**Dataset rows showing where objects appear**
———

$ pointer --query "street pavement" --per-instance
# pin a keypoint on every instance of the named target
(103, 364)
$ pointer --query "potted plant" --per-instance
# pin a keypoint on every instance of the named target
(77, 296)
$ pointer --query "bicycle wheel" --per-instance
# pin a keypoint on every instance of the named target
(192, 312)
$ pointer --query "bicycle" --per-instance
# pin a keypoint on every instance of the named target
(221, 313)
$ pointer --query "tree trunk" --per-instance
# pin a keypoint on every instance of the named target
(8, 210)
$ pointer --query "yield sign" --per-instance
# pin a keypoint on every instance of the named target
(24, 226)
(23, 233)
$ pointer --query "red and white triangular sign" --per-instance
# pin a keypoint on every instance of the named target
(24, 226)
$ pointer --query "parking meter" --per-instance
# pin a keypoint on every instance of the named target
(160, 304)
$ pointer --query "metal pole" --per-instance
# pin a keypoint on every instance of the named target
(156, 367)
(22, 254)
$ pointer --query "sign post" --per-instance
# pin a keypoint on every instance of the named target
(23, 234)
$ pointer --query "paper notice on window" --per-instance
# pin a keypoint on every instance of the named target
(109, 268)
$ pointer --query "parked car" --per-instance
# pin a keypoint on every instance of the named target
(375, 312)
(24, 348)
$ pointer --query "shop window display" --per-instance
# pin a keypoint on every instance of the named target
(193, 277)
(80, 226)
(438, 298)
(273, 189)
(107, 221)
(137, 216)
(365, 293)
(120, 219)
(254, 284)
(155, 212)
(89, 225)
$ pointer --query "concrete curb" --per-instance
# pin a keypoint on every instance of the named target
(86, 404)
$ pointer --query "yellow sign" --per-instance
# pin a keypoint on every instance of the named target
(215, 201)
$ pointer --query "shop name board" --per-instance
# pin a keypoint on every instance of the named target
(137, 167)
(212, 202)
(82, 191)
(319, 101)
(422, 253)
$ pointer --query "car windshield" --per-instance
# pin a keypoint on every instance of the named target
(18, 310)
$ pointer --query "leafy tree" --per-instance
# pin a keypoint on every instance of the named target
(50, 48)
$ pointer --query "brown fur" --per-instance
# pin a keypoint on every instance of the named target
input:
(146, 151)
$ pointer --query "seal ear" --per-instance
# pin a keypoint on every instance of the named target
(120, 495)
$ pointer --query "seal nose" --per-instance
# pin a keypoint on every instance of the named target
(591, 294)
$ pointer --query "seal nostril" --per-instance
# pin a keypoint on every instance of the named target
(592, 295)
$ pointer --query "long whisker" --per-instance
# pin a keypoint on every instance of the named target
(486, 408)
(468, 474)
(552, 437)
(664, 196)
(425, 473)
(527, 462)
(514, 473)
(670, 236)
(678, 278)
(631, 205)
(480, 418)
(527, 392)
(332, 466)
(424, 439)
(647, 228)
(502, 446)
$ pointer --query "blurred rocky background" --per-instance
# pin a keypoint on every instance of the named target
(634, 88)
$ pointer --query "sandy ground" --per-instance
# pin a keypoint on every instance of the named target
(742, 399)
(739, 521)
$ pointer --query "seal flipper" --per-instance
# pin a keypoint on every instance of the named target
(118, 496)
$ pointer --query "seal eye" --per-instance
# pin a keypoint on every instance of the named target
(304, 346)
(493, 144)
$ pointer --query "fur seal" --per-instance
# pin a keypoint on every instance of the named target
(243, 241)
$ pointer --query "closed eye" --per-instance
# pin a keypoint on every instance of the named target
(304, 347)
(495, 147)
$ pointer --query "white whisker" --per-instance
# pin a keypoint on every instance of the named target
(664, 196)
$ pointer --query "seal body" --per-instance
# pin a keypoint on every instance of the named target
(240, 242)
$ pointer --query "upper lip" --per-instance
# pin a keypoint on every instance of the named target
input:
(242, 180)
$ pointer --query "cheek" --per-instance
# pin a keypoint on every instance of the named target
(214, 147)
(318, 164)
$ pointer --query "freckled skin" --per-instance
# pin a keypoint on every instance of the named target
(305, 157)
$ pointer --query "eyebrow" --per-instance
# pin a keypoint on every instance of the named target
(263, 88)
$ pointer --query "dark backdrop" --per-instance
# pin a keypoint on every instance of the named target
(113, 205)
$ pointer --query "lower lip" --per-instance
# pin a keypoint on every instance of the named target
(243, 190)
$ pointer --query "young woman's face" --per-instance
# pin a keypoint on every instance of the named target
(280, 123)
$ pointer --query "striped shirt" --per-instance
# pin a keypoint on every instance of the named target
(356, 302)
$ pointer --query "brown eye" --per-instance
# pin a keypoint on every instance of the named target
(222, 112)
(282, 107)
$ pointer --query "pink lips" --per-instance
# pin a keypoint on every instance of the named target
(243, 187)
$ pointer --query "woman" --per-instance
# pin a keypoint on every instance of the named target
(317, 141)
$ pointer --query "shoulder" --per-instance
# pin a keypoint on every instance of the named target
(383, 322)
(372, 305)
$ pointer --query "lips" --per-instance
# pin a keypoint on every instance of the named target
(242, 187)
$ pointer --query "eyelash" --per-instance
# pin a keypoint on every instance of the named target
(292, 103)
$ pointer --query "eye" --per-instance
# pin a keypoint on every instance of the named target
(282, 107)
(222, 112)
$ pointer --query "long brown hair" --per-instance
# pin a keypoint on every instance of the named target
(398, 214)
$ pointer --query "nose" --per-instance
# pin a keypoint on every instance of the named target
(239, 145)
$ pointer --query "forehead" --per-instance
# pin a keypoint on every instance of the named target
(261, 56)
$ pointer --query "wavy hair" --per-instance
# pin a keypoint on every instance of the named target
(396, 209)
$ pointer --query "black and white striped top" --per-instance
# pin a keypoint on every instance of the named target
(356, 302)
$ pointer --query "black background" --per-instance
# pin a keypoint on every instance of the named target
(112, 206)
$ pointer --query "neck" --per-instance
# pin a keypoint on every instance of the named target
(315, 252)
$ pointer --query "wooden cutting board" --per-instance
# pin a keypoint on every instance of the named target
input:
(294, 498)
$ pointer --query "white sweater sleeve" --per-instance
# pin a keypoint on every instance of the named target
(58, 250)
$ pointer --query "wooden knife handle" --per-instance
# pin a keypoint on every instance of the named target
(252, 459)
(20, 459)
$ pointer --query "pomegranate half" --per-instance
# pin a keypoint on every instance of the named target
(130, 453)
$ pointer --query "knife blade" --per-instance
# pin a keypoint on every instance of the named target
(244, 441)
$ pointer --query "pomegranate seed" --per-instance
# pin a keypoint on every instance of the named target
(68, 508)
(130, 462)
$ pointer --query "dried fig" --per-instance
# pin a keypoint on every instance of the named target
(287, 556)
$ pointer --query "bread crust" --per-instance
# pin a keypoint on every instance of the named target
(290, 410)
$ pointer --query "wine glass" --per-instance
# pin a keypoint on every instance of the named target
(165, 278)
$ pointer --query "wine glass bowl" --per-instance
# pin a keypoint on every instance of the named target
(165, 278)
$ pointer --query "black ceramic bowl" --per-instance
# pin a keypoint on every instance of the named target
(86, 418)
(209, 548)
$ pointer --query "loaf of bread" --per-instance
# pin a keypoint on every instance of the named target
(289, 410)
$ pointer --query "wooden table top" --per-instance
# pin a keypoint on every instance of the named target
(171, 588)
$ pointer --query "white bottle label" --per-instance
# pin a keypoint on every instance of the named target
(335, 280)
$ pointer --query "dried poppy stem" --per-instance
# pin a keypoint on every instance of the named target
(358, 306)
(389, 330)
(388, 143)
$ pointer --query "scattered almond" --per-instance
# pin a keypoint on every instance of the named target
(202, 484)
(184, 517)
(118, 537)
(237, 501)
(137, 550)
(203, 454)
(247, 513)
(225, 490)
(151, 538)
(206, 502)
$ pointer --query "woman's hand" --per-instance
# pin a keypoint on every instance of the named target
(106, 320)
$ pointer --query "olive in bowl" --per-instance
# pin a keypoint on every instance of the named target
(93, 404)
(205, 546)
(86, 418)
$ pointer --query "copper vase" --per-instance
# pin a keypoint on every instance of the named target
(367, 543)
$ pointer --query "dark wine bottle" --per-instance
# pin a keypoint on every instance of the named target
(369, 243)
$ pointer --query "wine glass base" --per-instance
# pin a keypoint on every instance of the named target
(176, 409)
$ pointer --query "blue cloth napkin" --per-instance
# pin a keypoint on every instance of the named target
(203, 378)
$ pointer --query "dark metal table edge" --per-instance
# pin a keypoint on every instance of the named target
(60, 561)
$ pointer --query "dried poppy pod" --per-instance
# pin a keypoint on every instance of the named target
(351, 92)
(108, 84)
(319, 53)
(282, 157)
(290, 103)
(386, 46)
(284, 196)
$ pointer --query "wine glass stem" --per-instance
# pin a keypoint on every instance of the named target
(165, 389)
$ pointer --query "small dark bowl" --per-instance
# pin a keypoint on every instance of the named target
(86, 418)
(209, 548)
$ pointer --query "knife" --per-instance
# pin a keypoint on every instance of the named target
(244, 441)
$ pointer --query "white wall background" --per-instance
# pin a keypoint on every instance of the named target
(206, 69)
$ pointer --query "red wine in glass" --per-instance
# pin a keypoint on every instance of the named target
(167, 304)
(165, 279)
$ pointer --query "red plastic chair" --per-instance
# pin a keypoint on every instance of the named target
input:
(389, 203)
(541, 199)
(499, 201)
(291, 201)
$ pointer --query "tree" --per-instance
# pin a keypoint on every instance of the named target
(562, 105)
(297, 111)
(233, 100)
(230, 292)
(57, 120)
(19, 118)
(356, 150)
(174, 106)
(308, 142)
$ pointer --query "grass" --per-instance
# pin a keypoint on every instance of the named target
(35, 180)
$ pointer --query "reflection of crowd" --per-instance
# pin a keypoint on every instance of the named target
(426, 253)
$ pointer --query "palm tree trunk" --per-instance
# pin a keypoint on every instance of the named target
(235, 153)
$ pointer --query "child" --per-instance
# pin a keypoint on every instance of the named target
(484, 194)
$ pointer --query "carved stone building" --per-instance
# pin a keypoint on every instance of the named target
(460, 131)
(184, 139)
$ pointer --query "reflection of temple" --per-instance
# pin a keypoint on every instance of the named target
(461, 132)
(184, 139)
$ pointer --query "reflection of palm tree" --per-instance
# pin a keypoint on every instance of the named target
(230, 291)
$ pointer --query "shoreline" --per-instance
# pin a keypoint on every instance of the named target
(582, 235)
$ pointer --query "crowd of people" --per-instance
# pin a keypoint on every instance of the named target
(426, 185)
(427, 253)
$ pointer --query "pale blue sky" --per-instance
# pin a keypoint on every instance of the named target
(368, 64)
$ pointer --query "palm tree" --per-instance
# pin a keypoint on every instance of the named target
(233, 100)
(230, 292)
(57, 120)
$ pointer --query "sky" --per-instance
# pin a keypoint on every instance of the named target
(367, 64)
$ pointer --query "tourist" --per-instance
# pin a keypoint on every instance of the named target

———

**Required task**
Count the lines in the dataset rows above that contain the word "blue", matching case exactly, and give only the number.

**Complete output**
2